• EXERCISE PROMPT: Locate the line that contains "Find the forest in", then copy it and all later lines of the data below exactly, through the last one.

------------------------------------------------------------

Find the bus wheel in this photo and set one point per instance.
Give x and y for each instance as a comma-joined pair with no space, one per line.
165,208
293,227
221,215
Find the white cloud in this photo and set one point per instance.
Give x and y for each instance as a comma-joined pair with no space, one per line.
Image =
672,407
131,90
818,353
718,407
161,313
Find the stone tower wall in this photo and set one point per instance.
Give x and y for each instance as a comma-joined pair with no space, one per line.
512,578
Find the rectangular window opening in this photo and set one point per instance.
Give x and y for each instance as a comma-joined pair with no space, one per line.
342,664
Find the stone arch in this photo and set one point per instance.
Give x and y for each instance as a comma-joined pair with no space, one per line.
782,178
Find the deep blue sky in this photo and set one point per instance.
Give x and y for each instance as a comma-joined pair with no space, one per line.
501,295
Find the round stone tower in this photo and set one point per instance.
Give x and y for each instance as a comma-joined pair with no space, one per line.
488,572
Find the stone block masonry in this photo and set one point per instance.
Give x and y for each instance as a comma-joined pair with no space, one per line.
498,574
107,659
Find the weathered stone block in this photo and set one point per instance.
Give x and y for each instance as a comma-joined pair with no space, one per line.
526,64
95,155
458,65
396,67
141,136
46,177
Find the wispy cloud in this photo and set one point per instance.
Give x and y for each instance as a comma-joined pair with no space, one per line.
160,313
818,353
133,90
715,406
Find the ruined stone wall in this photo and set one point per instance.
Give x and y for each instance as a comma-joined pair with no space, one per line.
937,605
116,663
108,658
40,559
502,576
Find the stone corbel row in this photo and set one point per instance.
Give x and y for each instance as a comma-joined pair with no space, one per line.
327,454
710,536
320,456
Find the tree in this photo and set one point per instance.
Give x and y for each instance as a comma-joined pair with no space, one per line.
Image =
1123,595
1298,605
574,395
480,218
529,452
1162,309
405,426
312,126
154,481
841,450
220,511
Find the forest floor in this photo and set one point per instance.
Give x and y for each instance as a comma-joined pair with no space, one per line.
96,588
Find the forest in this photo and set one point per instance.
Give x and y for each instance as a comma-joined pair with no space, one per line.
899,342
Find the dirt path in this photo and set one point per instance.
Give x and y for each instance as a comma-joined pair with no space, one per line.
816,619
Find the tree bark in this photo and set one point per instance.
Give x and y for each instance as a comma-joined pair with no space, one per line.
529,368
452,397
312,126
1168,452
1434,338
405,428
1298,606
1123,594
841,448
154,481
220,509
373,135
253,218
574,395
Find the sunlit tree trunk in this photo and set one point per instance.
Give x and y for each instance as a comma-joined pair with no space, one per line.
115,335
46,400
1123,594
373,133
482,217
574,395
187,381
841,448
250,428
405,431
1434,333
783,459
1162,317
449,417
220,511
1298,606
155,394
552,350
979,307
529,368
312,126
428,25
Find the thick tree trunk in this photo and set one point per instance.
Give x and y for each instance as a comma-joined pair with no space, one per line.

------------------------------------------------------------

• FINAL RESULT:
Find the forest in this photo and set one point per instance.
Give x and y for each instance as a comma-joined pair with no space, one per line.
899,342
Find the dirt path in this photo and set one point per instance.
Give x and y for each instance as a comma-joined pair with no space, one per line.
816,619
Find the tree bark in this photo and set one point per instance.
Give x and y for each instance as a comma-joined pair with no space, one per line.
529,368
452,397
312,126
1168,452
1434,338
405,428
1298,606
1123,594
841,448
154,481
220,509
373,135
253,218
574,395
Find the sunlit tree trunk in this photo and set one point per instance.
Give x and y for each instance as a comma-joined pair with no space, one per line.
115,335
46,400
1123,594
373,133
482,217
574,395
187,381
841,448
250,428
405,431
1434,333
783,459
1162,317
449,417
220,511
1298,606
155,394
552,350
979,307
529,368
312,126
428,25
Find the thick tree trunk in this photo and set one point per instance.
Give x and y for each instance as a comma-joined pair with no space, one per line.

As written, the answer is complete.